What Imposter Syndrome actually is is feeling like nothing you accomplish is actually worth anything and that everything you've achieved is because of luck, not because of the work you put into it. It's always feeling like you're going to be exposed or found out for not actually being as intelligent or successful as you seem or as you say you are.

But how does this manifest in everyday life you ask? Well, of course, I am here to provide some examples.

Whenever I have a project due in one of my journalism classes, I make sure to listen to the instructions when it's being introduced. I always go back and read over the syllabus when completing my projects. I take the tips and tricks into account. I follow all of the guidelines I was given and I always try to put my best foot forward. Yet, I still always feel like I'm doing everything incorrectly or that I'm forgetting something. I feel like no matter what my professor is going to hate it and I'm going to get a bad grade.

Or it can manifest as whenever I try to apply for a job I have a hard time describing my skills or past work experience because I feel like I haven't really done anything relevant. I also don't really feel like I have many skills if any. I always remember that someone is going to have more experience or a better portfolio or a better resume. Whenever I remember that it can leave me feeling inadequate and like I don't belong. Like everyone else is a hireable employee and like I'm a poser.

I think this has a lot to do with the fact that, as a woman, you're socialized to put other people's needs and wants before your own whether that be celebrating other people's accomplishments or helping other people bounce back from failure. But you never really gain the skills to be that same support for yourself, at least not without years of work and undoing the internalized misogyny you've faced. Also because we've been socialized this way it can leave you feeling like you don't deserve anything good because the people around you haven't gotten there's yet. And that can be extremely difficult to break through.

As for people of color, because we're taught by older generations that we always have to work twice as hard to get half as far as white peers, we're always so used to exerting so much energy. But the moment you actually get recognized for your hard work can be jarring because you might feel like you weren't working as hard you could be and don't deserve it. Or that you got lucky this time but soon everyone is gonna find out the truth and you're gonna be exposed as a fraud or an underachiever.

- [JOB A]: In the essay on imposter syndrome, what does the writer always go back and read over when completing projects?
The essay and the records are separate, unrelated material.

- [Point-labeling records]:
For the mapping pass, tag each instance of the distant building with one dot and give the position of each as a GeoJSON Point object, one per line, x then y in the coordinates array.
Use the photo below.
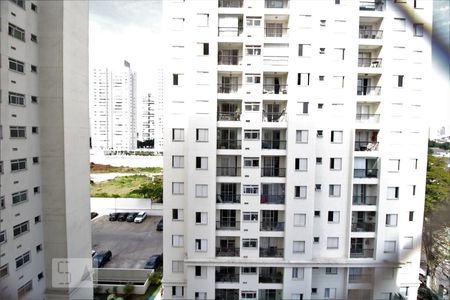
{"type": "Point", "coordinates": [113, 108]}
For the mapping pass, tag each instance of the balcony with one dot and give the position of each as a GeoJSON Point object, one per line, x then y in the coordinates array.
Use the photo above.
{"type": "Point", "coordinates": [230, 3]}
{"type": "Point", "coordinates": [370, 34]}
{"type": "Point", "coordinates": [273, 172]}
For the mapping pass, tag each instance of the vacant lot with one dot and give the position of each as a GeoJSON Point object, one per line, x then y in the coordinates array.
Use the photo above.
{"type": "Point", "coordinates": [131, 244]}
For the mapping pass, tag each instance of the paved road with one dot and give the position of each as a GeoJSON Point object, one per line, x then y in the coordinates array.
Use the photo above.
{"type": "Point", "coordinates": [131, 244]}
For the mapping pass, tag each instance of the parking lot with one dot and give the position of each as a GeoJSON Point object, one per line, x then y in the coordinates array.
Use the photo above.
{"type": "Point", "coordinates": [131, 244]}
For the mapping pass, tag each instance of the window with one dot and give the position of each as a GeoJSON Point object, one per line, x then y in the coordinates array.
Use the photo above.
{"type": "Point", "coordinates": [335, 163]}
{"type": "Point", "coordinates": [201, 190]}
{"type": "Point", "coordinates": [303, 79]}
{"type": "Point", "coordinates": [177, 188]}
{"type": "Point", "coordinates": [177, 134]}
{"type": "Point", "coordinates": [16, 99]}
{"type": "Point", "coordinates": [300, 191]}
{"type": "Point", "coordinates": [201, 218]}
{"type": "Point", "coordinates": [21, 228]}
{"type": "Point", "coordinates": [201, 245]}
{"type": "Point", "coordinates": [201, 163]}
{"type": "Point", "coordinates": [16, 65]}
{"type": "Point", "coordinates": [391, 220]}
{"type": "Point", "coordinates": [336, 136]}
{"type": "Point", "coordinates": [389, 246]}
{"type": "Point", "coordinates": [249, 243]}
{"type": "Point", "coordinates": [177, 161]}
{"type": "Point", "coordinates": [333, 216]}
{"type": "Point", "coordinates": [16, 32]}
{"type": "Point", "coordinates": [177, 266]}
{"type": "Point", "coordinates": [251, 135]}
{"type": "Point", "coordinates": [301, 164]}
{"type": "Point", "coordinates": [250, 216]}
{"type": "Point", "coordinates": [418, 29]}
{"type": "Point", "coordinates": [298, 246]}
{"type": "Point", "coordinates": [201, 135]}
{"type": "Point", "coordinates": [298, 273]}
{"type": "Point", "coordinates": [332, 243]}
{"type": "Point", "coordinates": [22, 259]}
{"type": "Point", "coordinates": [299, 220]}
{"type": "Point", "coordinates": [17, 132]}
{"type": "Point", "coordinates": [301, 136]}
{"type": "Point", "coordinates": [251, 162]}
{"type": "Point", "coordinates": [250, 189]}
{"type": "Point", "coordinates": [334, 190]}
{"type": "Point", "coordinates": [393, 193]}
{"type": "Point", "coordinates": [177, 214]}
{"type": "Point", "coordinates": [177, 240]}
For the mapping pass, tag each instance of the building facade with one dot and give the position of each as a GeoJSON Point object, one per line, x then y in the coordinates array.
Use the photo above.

- [JOB B]: Identify every line of the records that contains the string "building". Case counts.

- [FINAL RESULT A]: The syllabus.

- [FINAL RESULT B]:
For the mapping pass, tag each instance of the distant building with one dot and give the position of each as a GeoJSON Point object, one per line, x then y in the coordinates array.
For the mapping pass, tag each instance of the building facade with one dot and give the position of each as a GeoJSON Point object, one per line, x then y in the coordinates array.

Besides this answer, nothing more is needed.